[Region annotation records]
* * * * * * *

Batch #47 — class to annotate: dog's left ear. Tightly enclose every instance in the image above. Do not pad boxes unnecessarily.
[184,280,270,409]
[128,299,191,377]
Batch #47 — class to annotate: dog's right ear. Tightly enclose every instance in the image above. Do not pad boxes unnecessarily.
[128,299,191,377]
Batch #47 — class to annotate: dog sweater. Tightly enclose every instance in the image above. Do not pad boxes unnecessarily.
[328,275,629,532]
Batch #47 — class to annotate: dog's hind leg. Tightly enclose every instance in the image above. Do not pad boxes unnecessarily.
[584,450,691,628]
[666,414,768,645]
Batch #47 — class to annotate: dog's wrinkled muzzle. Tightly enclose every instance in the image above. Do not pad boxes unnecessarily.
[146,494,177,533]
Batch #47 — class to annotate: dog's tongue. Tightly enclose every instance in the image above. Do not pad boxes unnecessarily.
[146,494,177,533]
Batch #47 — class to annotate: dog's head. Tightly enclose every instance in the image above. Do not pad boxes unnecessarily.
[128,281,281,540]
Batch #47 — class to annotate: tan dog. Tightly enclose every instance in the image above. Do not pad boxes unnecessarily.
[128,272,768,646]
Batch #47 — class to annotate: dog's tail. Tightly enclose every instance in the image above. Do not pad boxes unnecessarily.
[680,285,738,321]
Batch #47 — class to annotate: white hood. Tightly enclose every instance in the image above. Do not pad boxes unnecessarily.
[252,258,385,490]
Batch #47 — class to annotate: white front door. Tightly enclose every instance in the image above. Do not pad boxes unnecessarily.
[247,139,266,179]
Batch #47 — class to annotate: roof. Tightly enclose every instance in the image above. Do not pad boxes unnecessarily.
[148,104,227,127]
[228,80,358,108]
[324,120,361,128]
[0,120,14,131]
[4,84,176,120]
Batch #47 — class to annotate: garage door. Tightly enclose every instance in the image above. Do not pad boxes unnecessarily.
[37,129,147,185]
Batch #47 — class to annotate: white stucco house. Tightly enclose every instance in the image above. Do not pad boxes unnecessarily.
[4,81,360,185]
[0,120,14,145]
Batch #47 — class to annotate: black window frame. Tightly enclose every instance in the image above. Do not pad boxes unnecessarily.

* * * * * * *

* EXERCISE *
Rewrite every record above as a numbered list, omitting any blank lines.

* WORKED ANSWER *
1. Batch #47 — class to annotate: dog's left ear. Tightly enclose every instance in the image above. Do not pad boxes unnecessarily.
2. [184,280,270,409]
3. [128,299,191,377]
4. Batch #47 — class to annotate: dog's right ear. Tightly enclose every instance in the image above. Do not pad boxes unnecessarily.
5. [128,299,191,377]
6. Batch #47 — class to annotate: dog sweater. Tightly enclose every instance in the image above. Do not pad boxes unnecessarily.
7. [328,275,629,532]
8. Batch #47 — class to annotate: dog's hind leg. Tightly enclose every instance in the image above. Do not pad boxes unnecessarily.
9. [584,450,691,628]
10. [666,414,768,645]
11. Batch #47 — class to annotate: dog's wrinkled muzzle. Tightly enclose every instance in the image above. Do not pad boxes unnecessarily.
12. [146,494,177,533]
13. Batch #47 — class to annotate: dog's tongue. Tightly enclose every instance in the image above. Do not pad boxes unnecessarily.
14. [146,494,177,533]
15. Batch #47 — class to annotate: dog's head. Tightly enclose every instance in the image above. Do not pad boxes unnecessarily.
16. [128,281,281,540]
17. Batch #47 — class to annotate: tan dog. Tightly enclose every instance in the image above. Do not pad boxes unnecessarily.
18. [128,272,768,646]
19. Batch #47 — class to annotate: dog's tail. Tightly enclose every instance in the image above. Do not pad boxes unnecessarily.
20. [680,285,738,321]
21. Batch #47 — class to annotate: white hood. Tightly enclose every instance in the image above. Do not pad boxes unnecessarily.
22. [252,258,385,490]
23. Batch #47 — class to annotate: white front door. Tightly enclose every instance in the image above. Do not pad boxes unnecessarily.
24. [247,139,266,179]
25. Batch #47 — class to annotate: roof. Tightly enclose every instance in the image above. Do not pad boxes unnecessarily.
26. [148,104,227,127]
27. [228,80,358,108]
28. [324,120,361,128]
29. [0,120,14,131]
30. [4,84,176,120]
31. Batch #47 — class to annotate: garage door. Tightly enclose every instance in the image above. Do not pad boxes unnecessarily.
32. [37,129,147,185]
33. Batch #47 — class to annotate: white stucco house. Tightly enclose every instance in the image above. Do not pad boxes unnecessarily.
34. [4,81,360,185]
35. [0,120,14,145]
36. Batch #47 — class to annotate: black window frame. Tightly enclose every instance in the image above. Do not pad boxes unnecessarily.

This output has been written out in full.